* WORK TO COMPLETE *
Please print the listing that follows word for word, but skip any pictures it holds.
DATA FOR THE TASK Start Marker
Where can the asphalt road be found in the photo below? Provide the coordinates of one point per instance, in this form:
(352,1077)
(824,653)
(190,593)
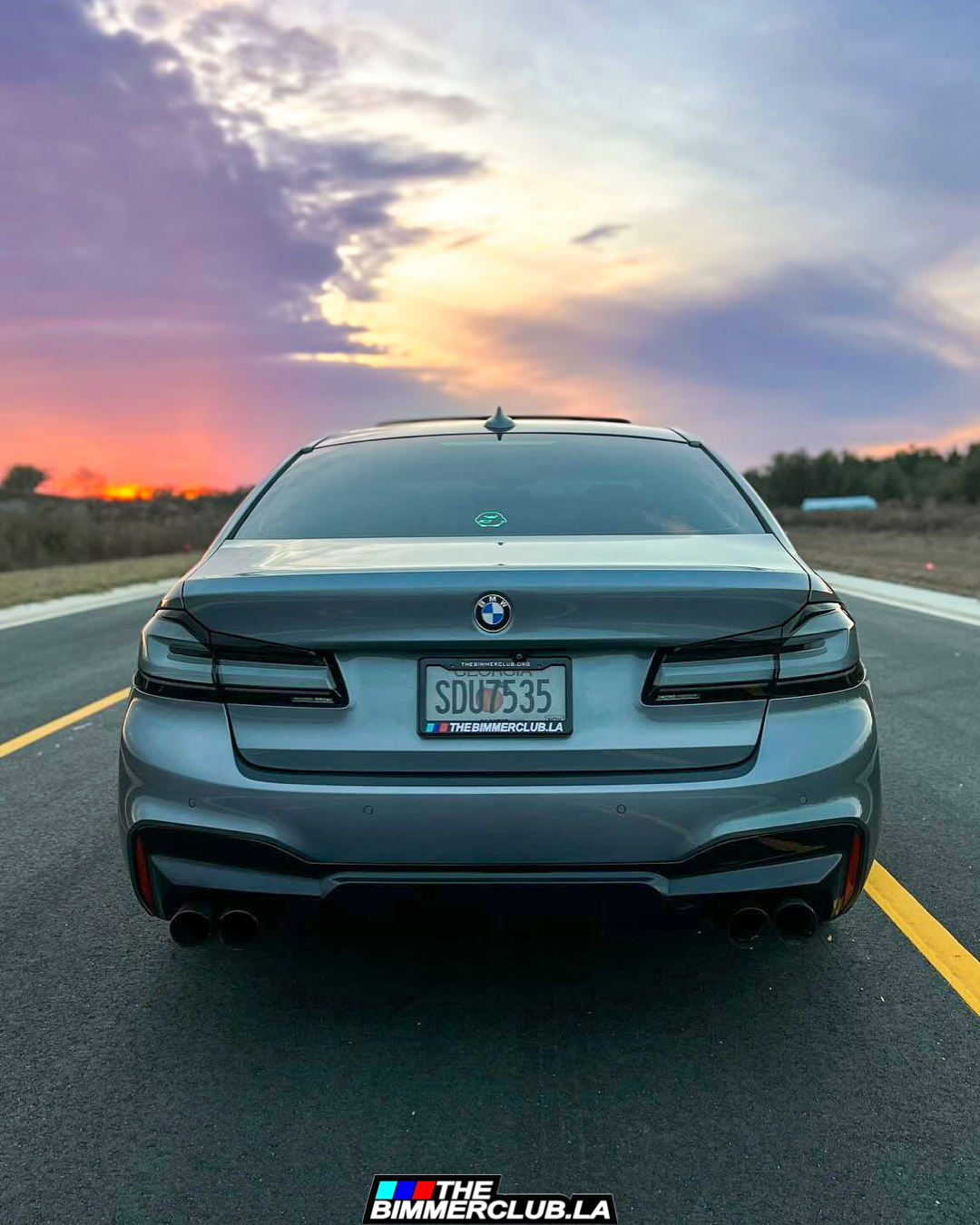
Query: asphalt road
(832,1082)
DATA FOR THE TASK End Marker
* YOUR SOLUTION *
Where can the asphalt road be found in the photo below? Provide the coordinates of one point per instance, in this form:
(352,1077)
(824,653)
(190,593)
Query: asphalt road
(832,1082)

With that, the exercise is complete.